**Exercise brief:** Write down exactly the lines from the one with "Description: Localizes the window" to the end of the data, first and last included, and no others.

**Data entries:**
****************************************
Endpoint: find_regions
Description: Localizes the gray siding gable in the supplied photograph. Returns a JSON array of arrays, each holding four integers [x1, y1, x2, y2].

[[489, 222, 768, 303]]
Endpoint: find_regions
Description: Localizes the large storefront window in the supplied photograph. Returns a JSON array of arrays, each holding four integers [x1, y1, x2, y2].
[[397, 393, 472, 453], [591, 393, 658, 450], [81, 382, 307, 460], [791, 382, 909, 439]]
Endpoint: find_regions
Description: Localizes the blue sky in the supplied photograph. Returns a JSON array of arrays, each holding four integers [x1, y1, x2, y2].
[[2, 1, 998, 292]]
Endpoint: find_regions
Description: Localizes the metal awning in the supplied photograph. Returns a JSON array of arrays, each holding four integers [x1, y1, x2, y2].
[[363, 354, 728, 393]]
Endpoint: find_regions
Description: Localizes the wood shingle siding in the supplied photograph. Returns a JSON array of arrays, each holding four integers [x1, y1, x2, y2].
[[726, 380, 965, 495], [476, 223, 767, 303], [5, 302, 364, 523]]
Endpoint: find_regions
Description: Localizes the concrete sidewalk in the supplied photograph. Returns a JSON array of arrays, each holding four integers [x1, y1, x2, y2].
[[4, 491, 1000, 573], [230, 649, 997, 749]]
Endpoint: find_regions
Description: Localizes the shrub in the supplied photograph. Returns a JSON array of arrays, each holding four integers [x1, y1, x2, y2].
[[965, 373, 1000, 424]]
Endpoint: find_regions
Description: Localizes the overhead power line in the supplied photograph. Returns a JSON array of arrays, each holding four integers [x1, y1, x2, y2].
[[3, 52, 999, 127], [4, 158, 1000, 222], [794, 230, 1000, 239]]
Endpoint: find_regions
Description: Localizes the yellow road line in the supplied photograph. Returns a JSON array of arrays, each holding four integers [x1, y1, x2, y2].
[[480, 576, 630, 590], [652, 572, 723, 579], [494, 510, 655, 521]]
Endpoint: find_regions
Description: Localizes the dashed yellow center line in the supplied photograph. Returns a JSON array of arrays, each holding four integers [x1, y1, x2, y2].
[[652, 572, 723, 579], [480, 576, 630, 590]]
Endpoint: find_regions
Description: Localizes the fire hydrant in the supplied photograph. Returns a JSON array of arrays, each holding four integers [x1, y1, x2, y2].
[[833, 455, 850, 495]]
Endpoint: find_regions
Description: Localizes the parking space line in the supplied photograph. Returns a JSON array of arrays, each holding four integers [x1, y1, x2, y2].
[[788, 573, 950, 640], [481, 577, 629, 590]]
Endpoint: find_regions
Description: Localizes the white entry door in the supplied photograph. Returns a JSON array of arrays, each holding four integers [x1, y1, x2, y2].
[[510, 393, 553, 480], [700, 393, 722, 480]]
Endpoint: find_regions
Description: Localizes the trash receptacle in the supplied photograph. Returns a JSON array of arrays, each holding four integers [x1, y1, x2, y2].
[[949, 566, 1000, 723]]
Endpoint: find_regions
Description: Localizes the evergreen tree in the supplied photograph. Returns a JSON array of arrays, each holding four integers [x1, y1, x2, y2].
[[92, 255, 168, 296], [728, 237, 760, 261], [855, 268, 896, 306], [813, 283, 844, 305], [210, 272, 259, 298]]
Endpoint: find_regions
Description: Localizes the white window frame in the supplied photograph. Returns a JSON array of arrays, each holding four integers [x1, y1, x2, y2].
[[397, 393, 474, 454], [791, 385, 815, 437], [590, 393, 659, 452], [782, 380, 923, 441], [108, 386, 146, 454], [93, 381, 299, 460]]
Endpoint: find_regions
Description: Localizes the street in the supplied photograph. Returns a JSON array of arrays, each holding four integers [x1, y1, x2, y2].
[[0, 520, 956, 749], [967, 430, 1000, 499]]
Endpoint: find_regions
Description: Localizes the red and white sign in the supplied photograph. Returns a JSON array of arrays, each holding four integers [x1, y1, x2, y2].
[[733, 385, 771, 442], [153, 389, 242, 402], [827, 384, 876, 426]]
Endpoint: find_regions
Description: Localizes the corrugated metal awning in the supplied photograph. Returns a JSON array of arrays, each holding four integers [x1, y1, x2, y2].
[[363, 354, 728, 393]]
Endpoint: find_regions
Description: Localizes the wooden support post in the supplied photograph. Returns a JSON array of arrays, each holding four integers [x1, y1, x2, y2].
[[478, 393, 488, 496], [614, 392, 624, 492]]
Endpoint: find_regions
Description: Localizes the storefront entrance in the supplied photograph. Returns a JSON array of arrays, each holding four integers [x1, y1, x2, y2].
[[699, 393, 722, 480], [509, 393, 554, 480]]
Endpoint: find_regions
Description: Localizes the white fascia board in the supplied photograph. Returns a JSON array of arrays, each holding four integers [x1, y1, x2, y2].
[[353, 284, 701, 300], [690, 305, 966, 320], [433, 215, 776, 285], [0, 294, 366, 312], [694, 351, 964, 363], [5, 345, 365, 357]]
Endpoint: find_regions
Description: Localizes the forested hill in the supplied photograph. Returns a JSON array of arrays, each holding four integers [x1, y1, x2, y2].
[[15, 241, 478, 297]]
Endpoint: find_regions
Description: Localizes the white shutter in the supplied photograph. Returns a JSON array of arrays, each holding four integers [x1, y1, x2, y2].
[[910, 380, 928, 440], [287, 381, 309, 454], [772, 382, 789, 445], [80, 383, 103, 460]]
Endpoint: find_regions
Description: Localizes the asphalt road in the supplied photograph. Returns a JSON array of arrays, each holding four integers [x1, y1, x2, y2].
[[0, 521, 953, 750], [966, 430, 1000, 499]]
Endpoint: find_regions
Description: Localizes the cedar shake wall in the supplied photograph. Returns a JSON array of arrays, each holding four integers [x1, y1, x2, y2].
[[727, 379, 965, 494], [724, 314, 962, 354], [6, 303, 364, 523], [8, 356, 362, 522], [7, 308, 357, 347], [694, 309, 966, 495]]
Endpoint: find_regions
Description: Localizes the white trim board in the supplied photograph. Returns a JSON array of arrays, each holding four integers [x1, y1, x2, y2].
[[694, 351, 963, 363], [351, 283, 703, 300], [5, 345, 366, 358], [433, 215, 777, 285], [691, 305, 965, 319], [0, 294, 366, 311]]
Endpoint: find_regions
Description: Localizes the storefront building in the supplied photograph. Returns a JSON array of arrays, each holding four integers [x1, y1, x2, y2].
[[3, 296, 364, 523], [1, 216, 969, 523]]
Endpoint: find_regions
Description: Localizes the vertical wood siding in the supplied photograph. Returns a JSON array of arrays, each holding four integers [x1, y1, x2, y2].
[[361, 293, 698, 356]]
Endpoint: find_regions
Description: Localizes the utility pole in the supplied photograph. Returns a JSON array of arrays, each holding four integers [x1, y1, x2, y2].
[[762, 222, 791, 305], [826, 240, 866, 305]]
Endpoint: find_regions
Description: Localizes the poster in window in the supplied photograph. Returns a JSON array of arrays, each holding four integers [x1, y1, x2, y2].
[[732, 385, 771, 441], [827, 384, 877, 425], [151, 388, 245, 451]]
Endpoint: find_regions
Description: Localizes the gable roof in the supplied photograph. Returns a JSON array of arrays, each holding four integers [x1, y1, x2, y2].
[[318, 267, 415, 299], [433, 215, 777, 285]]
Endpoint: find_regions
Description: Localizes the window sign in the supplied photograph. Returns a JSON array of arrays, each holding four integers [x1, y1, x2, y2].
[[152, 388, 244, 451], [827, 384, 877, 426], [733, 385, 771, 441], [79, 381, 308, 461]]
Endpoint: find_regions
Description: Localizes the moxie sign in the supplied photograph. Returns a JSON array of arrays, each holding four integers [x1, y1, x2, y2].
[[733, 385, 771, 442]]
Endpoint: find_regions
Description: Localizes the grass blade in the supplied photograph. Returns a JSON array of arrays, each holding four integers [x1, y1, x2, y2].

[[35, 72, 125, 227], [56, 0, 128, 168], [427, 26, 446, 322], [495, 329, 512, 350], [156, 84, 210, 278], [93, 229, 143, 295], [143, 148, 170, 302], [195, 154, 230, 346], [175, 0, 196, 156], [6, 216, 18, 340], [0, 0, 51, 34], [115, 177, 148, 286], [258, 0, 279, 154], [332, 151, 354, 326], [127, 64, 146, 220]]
****************************************
**Response below:**
Description: Localizes the window sign in the supplied photograph. Returns a JSON array of arrays, each holding four integers [x1, y1, x2, y2].
[[152, 388, 244, 451], [827, 384, 877, 426], [733, 385, 771, 441], [79, 381, 308, 461]]
Endpoint: find_regions
Description: Localizes the moxie sign in the supplied photograph. Returns a JSON array of arrays, each holding four integers [x1, y1, x2, y2].
[[733, 385, 771, 442]]
Endpoint: find_regions
Description: Localizes the grass blade in the supplied photograph. Returns a JSON array of arrays, each holding four integers [x1, y1, x2, y2].

[[35, 72, 125, 227], [56, 0, 128, 168], [427, 26, 446, 322], [495, 329, 512, 350], [156, 84, 210, 278], [93, 229, 143, 295], [143, 148, 170, 302], [195, 154, 230, 346], [175, 0, 196, 156], [6, 216, 18, 340], [0, 0, 51, 34], [115, 177, 148, 286], [258, 0, 279, 154], [332, 151, 354, 326], [127, 64, 146, 220]]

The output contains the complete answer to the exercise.